(Point localization data)
[Start of section]

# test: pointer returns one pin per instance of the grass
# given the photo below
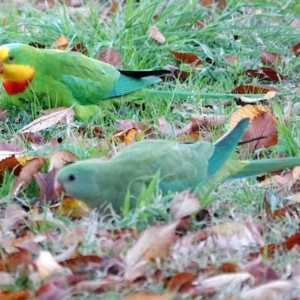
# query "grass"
(245, 29)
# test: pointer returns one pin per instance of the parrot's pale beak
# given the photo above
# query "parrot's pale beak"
(58, 188)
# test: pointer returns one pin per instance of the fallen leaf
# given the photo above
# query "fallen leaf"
(176, 73)
(111, 56)
(16, 295)
(264, 127)
(270, 58)
(221, 4)
(182, 282)
(189, 58)
(267, 97)
(184, 204)
(248, 111)
(231, 59)
(253, 88)
(61, 43)
(27, 174)
(296, 49)
(46, 185)
(154, 243)
(149, 296)
(73, 208)
(265, 73)
(60, 158)
(270, 291)
(47, 121)
(47, 265)
(226, 281)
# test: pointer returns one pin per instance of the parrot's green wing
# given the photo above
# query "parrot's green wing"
(97, 81)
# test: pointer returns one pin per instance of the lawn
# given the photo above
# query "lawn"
(241, 242)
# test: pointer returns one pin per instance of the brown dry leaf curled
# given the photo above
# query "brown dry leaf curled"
(221, 4)
(188, 58)
(156, 34)
(111, 56)
(153, 243)
(263, 126)
(61, 43)
(184, 204)
(270, 58)
(27, 174)
(248, 111)
(60, 158)
(149, 296)
(47, 121)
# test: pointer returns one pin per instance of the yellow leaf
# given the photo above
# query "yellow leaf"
(73, 207)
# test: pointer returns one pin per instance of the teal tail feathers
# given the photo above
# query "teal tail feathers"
(240, 169)
(226, 145)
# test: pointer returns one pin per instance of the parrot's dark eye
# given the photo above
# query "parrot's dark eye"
(72, 177)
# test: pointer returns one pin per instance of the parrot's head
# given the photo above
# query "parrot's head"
(76, 180)
(16, 68)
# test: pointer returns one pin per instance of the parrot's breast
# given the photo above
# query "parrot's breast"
(15, 87)
(16, 78)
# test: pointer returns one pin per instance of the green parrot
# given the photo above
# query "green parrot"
(199, 166)
(64, 78)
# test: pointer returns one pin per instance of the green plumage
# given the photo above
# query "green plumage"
(197, 166)
(65, 78)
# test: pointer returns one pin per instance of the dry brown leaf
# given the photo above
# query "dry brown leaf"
(61, 43)
(295, 23)
(27, 174)
(262, 126)
(3, 114)
(111, 56)
(73, 208)
(61, 157)
(231, 59)
(156, 34)
(165, 126)
(176, 73)
(248, 111)
(15, 216)
(47, 121)
(65, 119)
(267, 97)
(184, 204)
(221, 4)
(16, 295)
(227, 282)
(266, 73)
(188, 58)
(155, 242)
(43, 5)
(149, 296)
(10, 163)
(46, 185)
(234, 236)
(296, 49)
(47, 265)
(10, 148)
(270, 58)
(253, 88)
(208, 121)
(269, 291)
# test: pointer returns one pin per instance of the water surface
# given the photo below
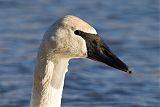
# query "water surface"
(131, 29)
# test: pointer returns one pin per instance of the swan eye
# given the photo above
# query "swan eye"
(78, 32)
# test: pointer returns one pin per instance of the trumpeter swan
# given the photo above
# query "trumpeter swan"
(70, 37)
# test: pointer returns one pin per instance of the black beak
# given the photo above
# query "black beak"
(99, 51)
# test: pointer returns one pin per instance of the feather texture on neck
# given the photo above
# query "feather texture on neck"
(48, 82)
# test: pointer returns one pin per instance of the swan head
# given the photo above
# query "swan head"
(71, 37)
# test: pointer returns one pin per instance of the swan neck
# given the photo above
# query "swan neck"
(48, 81)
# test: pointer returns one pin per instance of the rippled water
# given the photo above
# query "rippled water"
(131, 28)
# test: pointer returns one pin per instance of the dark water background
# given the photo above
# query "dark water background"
(130, 27)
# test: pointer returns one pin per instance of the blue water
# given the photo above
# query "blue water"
(130, 27)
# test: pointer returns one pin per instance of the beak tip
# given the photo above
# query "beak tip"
(129, 71)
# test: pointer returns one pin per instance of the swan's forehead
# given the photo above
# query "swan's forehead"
(75, 23)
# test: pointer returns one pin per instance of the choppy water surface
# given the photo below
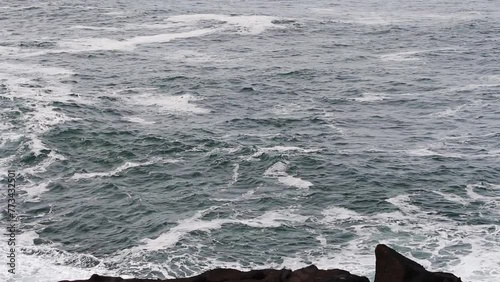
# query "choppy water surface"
(162, 138)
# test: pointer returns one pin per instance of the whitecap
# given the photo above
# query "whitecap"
(175, 104)
(244, 24)
(371, 97)
(278, 170)
(120, 169)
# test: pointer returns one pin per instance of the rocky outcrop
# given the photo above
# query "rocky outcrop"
(390, 267)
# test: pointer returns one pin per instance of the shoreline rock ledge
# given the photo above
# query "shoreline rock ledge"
(390, 266)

[End of section]

● The task
Set down every line above exactly, pictures excluded.

● Exercise answer
# test: pointer returns one pin per instance of the grass
# given the photo below
# query "grass"
(245, 29)
# test: pointer returns one pin per instance of the parrot's pale beak
# given the photo above
# query "parrot's pale beak"
(58, 188)
# test: pointer returns one pin per instance of the fallen leaf
# given the photo above
# query "fallen leaf"
(176, 73)
(111, 56)
(16, 295)
(264, 127)
(270, 58)
(221, 4)
(182, 282)
(189, 58)
(267, 97)
(184, 204)
(248, 111)
(231, 59)
(253, 88)
(61, 43)
(27, 174)
(296, 49)
(46, 185)
(154, 243)
(149, 296)
(73, 208)
(265, 73)
(60, 158)
(270, 291)
(47, 121)
(47, 265)
(226, 281)
# test: pointer returns one pin per instance of the parrot's green wing
# given the photo above
# query "parrot's green wing"
(97, 81)
# test: pointer returns one pin per instance of the lawn
# given the photo above
# query "lawn"
(241, 242)
# test: pointer returns one pin per instance of the brown dry leaf curled
# given the photo above
# query "brown dry leaf curled"
(221, 4)
(188, 58)
(156, 34)
(111, 56)
(153, 243)
(263, 126)
(61, 43)
(184, 204)
(270, 58)
(27, 174)
(248, 111)
(60, 158)
(149, 296)
(47, 121)
# test: pointer returns one pin per instance of the yellow leaf
# given the photo above
# query "yellow leaf"
(73, 207)
# test: pointer returns one pin per instance of the teal tail feathers
# given the photo above
# query "teal tail feathers"
(240, 169)
(226, 145)
# test: pointer returns one pin per instance of the parrot's dark eye
# given the photo above
# query "parrot's dark eye"
(72, 177)
# test: pointer returns one pin per instance of the parrot's head
# given the photo above
# query "parrot's head"
(76, 180)
(16, 68)
# test: pointer returns one pin per instance of the parrot's breast
# given the photo above
# query "parrot's breast"
(15, 87)
(16, 78)
# test: pointer returns one pin per instance of the green parrot
# given the photo above
# query "green parrot"
(199, 166)
(64, 78)
# test: pointer returns one pin per instance of the green plumage
# given the photo above
# query "green plumage"
(197, 166)
(65, 78)
# test: pointer returns one pin per instance of the dry brown leaf
# given the photo above
# query "dry brown leaf"
(61, 43)
(295, 23)
(27, 174)
(262, 126)
(3, 114)
(111, 56)
(73, 208)
(61, 157)
(231, 59)
(156, 34)
(165, 126)
(176, 73)
(248, 111)
(15, 216)
(47, 121)
(65, 119)
(267, 97)
(184, 204)
(221, 4)
(16, 295)
(227, 282)
(266, 73)
(188, 58)
(155, 242)
(43, 5)
(149, 296)
(10, 163)
(46, 185)
(234, 236)
(296, 49)
(47, 265)
(10, 148)
(270, 58)
(253, 88)
(208, 121)
(269, 291)
# test: pointer returns one pin per instance of the water surface
# given the photo below
# query "water surface"
(131, 29)
# test: pointer returns one pin per instance of the swan eye
# given the photo above
# query "swan eye"
(78, 32)
# test: pointer returns one pin per instance of the trumpeter swan
# given the photo above
# query "trumpeter swan"
(70, 37)
# test: pointer returns one pin per instance of the black beak
# given the photo above
# query "black beak"
(99, 51)
# test: pointer returns one pin per instance of the feather texture on neck
# given the photo above
# query "feather texture on neck"
(48, 82)
# test: pointer returns one pin per instance of the swan head
# given the photo above
# query "swan head"
(71, 37)
# test: pointer returns one pin per instance of the swan neck
# given the photo above
# query "swan neck"
(48, 81)
# test: pointer returns one pin per instance of the rippled water
# given the photo above
# query "rippled water"
(131, 28)
# test: pointer returns one pin per instance of the dark water background
# given the photo above
# query "dark water background"
(130, 27)
# test: pointer returns one pin per instance of the blue water
# given the photo above
# query "blue water"
(130, 27)
# test: pointer returns one pin per instance of the beak tip
# given the photo above
# query "beak tip"
(129, 71)
# test: pointer returns one pin per instance of the swan's forehead
# given the photo above
# query "swan's forehead"
(75, 23)
# test: pointer returns one pin per instance of the choppy water surface
# given the photo below
# query "choppy water surface"
(162, 138)
# test: pointer returns one pin per instance of the whitecap
# given the photo above
# query "whitecap"
(175, 104)
(244, 24)
(371, 97)
(278, 170)
(120, 169)
# test: pointer returns one pin per instance of the rocky outcrop
# given the photo above
# query "rocky outcrop"
(390, 267)
# test: pointer returns one pin per instance of the shoreline rock ledge
# given the photo above
# query "shoreline rock ledge"
(390, 266)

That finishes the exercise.